+++ Extrait proposé

12Ici, nous sommes loin de l'intention moralisante et didactique du fabliau ; l'auteur ne veut pas démontrer que la duplicité et la perversité sont inhérentes à la nature féminine : le fait est admis puisque d'entrée de jeu, la femme se signale par sa lubricité intéressée - et notoire. L'intérêt réside donc non pas tant dans la confession maintenant conçue comme un piège prémédité que dans la manière dont la pécheresse se sort du piège en retournant la situation par son astuce. On s'oriente vers la recherche d'une échappatoire spirituelle et l'ensemble du récit - et des éléments qui le composent - est conçu en fonction de cette fin.
13L'échappatoire spirituelle consiste pour la femme à créer un quiproquo en donnant une autre interprétation, rendue possible par l'ambiguïté de la situation, de l'aveu qui lui a été arraché sous le sceau de la confession, à dire que le prêtre à qui elle reconnaît s'être donnée n'est autre que son mari... déguisé. De là la nécessité pour le conteur de prévenir l'auditeur dès le début du récit que la dame a eu un prêtre pour amant. D'autre part, pour valoriser la ruse féminine, il faut que la confession soit un piège tendu par un mari jaloux et qui, donc, a des raisons de l'être, raisons qui sont ici l'étalage des biens amasses par sa femme pendant son absence et dont la première partie du texte explicite la provenance conformément au thème bien connu du folklore que développe la Farce de Colin qui loue et despite Dieu en un instant. Sur le plan fonctionnel, d'ailleurs, cette première partie est l'équivalent de la confession : les biens amassés dénoncent autant que la vérité confessée - ce qui souligne encore plus la naïveté du mari berné devenu ici un trompeur trompé. Ici apparait en filigrane l'une des caractéristiques de la nouvelle : le mépris de la vaisemblance car le piège de la fausse confession n'était pas indispensable au mari pour s'assurer de son infortune.
14Mais plus encore que cette élaboration régressive, ce qui souligne le déplacement de centre d'intérêt vers le jeu d'esprit c'est ici la triplication de la faute (trois amants) et donc des aveux, triplication qui rend plus subtile la pirouette finale2.

++++++

Poursuivez l'extrait sur la fausse confession et la ruse de la femme, en reprenant juste après sa dernière phrase. Les lignes ci-dessous forment un ensemble à part, sans rapport avec l'extrait.

+++ Données fournies

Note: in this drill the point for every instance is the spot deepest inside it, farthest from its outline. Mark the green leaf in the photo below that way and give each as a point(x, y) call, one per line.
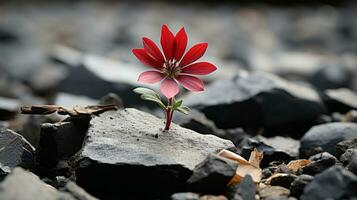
point(153, 98)
point(183, 109)
point(146, 91)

++++++

Réponse>
15On note enfin une recherche de concentration et de dramatisation qui rend l'ensemble plus piquant ainsi que l'implique le genre : l'adjuvant passif qu'est le véritable prêtre voit ici son rôle réduit au strict nécessaire ; mais surtout le mari dont le conteur souligne la fureur croissante après chaque aveu, se dévoile dès la fin de la confession ce qui crée une tension dramatique qui valorise le sang-froid de l'épouse... et la bêtise du trompeur - même en dépit de la crédibilité. Toutes les données du récit - y compris celles qui concernent les personnages - sont réduites au strict nécessaire en fonction d'une action qui doit conduire au trait d'esprit final.
16Du fabliau à la nouvelle le motif du faux confesseur est passé du registre didactique au registre comique ; de moyen, il est devenu une fin. Nais il est encore exploité en fonction du jeu verbal qu'il permet et qui prime sur le thème du trompeur trompé qu'il illustre : ce n'est pas tant le fait que le mari soit trompé qui fait rire que la manière dont il l'est. Le verbe prédomine sur le geste.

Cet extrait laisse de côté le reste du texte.